* **Information provided**:
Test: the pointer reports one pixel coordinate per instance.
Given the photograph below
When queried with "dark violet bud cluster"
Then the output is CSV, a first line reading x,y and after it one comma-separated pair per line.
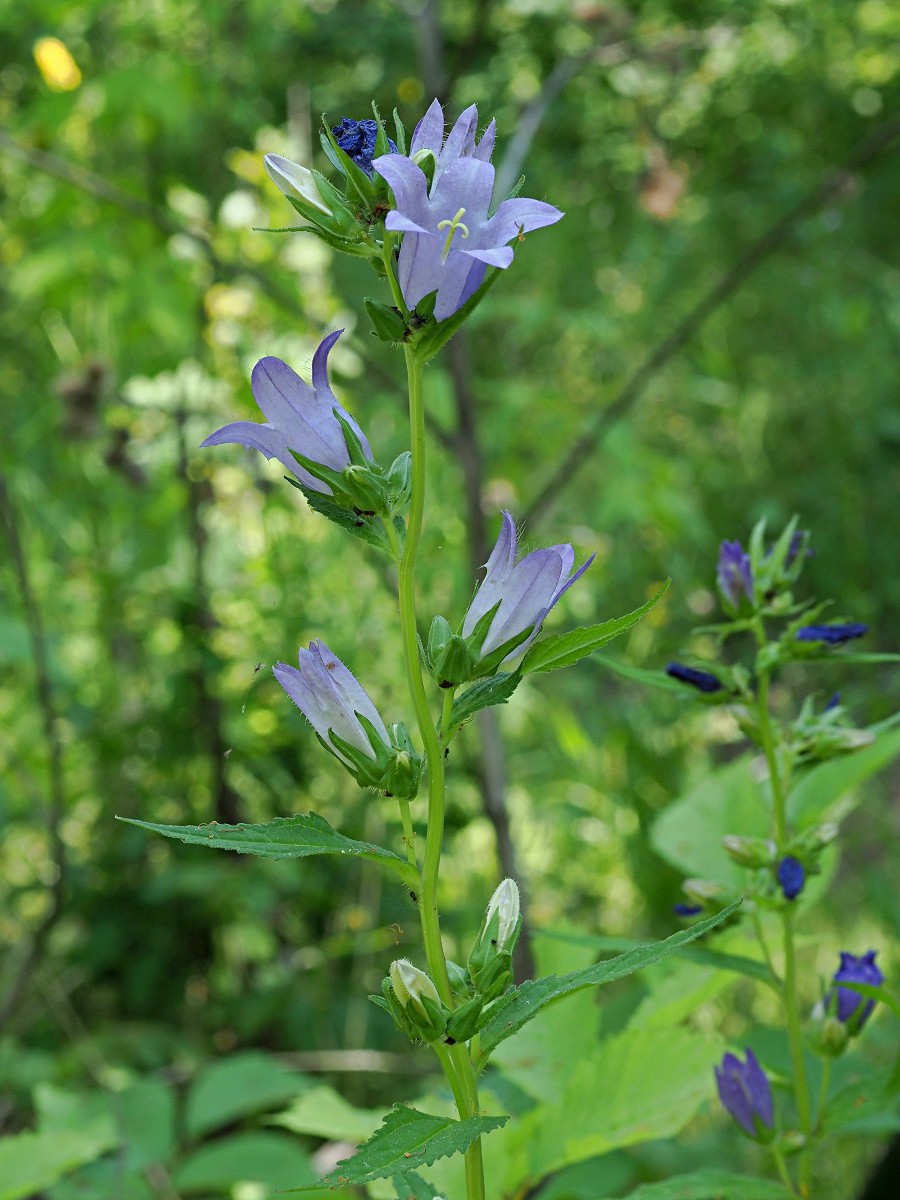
x,y
703,681
832,635
791,876
358,139
745,1093
735,575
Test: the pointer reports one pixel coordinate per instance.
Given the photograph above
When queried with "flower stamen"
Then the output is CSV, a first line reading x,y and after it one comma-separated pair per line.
x,y
451,227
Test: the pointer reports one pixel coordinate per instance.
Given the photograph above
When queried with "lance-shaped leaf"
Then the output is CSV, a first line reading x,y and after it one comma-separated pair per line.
x,y
407,1139
564,649
712,1183
523,1003
298,837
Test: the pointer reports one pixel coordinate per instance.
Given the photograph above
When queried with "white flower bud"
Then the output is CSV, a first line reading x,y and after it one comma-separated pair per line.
x,y
505,904
292,179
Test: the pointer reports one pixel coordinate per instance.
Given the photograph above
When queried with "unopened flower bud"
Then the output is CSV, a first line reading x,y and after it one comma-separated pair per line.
x,y
418,997
295,181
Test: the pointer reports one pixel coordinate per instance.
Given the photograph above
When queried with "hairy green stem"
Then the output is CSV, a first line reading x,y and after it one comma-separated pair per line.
x,y
789,988
455,1060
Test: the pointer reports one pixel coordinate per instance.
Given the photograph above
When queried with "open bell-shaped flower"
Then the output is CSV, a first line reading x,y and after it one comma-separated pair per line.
x,y
450,237
301,418
348,724
520,594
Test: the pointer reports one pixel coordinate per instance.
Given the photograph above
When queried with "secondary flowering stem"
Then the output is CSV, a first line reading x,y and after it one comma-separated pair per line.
x,y
789,988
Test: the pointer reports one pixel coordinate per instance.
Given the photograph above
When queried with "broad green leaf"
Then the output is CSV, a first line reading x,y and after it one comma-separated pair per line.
x,y
565,649
825,792
640,1085
31,1162
737,963
496,690
868,1104
295,837
523,1003
411,1186
324,1113
658,678
712,1183
273,1161
408,1138
689,832
238,1086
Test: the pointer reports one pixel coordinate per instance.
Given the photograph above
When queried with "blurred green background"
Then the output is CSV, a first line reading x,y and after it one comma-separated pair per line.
x,y
714,327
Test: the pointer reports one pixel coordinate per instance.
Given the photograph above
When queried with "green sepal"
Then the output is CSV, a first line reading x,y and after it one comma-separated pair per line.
x,y
463,1021
369,529
437,334
387,322
484,694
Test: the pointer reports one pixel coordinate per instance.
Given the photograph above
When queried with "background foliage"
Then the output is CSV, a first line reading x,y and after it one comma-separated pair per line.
x,y
727,166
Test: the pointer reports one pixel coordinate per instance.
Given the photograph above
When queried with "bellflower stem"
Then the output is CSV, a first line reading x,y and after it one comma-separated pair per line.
x,y
455,1060
789,989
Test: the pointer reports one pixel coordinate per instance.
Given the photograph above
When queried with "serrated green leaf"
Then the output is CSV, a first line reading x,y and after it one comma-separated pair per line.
x,y
295,837
567,649
408,1138
737,963
526,1001
31,1162
643,676
411,1186
712,1183
323,1113
496,690
825,793
238,1086
273,1161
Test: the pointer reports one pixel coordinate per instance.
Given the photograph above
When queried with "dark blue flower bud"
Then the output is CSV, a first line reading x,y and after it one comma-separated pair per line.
x,y
745,1092
701,679
733,574
852,1008
791,875
834,635
358,139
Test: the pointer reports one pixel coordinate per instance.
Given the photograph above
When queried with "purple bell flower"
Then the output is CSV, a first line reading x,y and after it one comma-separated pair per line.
x,y
834,635
791,876
852,1008
745,1092
449,238
526,592
733,573
298,417
331,701
358,139
701,679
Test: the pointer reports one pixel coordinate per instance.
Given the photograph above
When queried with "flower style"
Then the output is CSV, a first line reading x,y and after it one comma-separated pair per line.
x,y
733,574
745,1092
294,181
299,418
358,141
449,238
853,1009
834,635
521,592
333,702
703,681
791,876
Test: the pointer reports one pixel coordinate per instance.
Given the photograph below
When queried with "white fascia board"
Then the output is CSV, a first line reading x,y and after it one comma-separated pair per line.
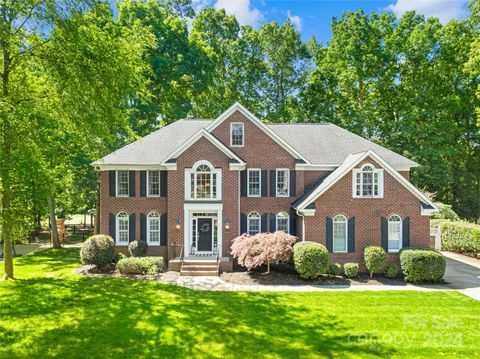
x,y
238,107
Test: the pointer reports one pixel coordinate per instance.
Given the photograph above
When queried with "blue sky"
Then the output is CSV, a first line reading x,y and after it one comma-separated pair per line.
x,y
313,17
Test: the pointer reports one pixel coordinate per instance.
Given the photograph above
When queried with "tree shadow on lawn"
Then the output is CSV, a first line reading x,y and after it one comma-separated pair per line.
x,y
111,317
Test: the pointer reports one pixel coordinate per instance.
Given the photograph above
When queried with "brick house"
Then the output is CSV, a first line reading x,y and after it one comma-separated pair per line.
x,y
189,188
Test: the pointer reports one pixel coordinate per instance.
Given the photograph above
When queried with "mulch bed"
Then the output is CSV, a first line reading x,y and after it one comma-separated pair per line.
x,y
284,274
109,271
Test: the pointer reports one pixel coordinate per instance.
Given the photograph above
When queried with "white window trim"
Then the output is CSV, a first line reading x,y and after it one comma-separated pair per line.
x,y
358,172
277,217
388,234
259,222
248,182
148,229
288,182
187,182
117,229
148,186
116,184
346,233
231,134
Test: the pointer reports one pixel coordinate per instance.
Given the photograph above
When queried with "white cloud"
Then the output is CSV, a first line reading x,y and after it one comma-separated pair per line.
x,y
445,10
295,19
242,11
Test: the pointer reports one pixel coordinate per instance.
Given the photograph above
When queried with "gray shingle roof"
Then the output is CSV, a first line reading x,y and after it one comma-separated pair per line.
x,y
321,144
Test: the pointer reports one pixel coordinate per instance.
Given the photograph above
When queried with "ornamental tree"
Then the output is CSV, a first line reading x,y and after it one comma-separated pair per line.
x,y
262,248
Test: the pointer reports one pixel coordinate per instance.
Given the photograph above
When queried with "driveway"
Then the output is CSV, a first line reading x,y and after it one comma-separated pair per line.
x,y
463,273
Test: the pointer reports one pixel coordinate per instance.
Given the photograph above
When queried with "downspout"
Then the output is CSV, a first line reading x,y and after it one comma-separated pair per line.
x,y
303,224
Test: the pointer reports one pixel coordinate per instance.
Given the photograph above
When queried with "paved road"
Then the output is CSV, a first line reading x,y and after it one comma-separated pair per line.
x,y
463,273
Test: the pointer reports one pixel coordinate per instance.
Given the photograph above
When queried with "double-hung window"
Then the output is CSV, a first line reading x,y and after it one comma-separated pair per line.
x,y
122,184
340,234
122,234
153,183
236,134
368,182
253,223
153,228
283,222
282,182
394,233
254,182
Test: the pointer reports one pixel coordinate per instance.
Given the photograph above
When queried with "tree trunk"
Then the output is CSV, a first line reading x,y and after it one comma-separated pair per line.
x,y
53,223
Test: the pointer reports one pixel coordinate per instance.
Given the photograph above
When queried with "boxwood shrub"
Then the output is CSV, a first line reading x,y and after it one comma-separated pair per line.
x,y
391,271
334,269
375,257
422,265
137,248
350,270
141,265
460,237
310,259
98,250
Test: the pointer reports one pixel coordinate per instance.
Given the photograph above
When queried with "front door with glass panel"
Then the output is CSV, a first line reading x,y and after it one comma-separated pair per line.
x,y
205,234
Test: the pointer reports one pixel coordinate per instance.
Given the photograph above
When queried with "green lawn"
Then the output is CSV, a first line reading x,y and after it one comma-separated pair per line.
x,y
50,312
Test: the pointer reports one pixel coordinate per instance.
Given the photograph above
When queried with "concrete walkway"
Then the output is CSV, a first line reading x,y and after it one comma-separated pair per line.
x,y
463,274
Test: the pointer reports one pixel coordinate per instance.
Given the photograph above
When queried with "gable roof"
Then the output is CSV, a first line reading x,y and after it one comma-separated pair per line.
x,y
350,162
238,107
324,145
205,134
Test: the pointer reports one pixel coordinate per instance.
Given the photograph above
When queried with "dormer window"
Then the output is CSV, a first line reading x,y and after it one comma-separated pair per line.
x,y
236,134
368,182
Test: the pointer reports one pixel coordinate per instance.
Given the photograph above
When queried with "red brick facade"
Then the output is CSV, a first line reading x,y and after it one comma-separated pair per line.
x,y
262,152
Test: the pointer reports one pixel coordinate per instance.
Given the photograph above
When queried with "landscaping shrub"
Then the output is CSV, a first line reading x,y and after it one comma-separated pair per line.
x,y
310,259
350,270
334,269
460,237
262,248
98,250
137,248
141,265
375,257
391,271
422,265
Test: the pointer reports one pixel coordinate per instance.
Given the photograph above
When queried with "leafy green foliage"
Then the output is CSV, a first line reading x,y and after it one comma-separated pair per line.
x,y
460,237
391,271
374,257
98,250
141,265
422,265
138,248
350,270
310,259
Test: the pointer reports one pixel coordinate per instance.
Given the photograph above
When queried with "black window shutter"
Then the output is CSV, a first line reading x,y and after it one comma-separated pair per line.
x,y
111,225
163,184
243,223
329,234
143,183
131,183
112,183
273,223
264,223
264,183
384,238
143,227
293,224
273,182
293,183
131,228
243,183
163,229
406,232
351,235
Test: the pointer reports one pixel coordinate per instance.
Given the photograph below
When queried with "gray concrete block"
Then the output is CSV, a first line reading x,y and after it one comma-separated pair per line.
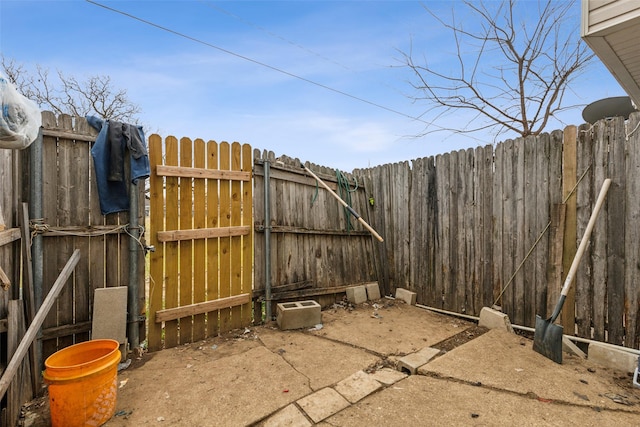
x,y
298,314
322,404
288,416
373,291
356,294
357,386
411,362
387,376
406,296
110,314
611,357
493,319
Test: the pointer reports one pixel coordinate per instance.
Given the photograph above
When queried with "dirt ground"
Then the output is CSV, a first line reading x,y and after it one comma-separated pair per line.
x,y
479,377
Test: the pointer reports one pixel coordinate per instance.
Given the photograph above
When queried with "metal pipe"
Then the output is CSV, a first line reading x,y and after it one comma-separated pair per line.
x,y
267,238
134,247
528,329
35,198
35,209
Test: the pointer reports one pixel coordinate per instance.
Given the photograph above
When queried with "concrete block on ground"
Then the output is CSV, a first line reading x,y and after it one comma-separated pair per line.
x,y
493,319
406,296
110,314
288,416
356,294
298,314
411,362
387,376
611,357
373,291
569,346
357,386
322,404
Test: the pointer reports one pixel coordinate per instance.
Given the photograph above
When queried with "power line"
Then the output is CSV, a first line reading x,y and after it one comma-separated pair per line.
x,y
271,67
272,34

* **Task details**: From the listing above, pull out every line that contains the string "window", matching uppercase and lowercase exactly.

* **Exercise result**:
When queried with "white window trim"
When queried with "double-hung window"
When queried with "dormer window"
When queried with "black window shutter"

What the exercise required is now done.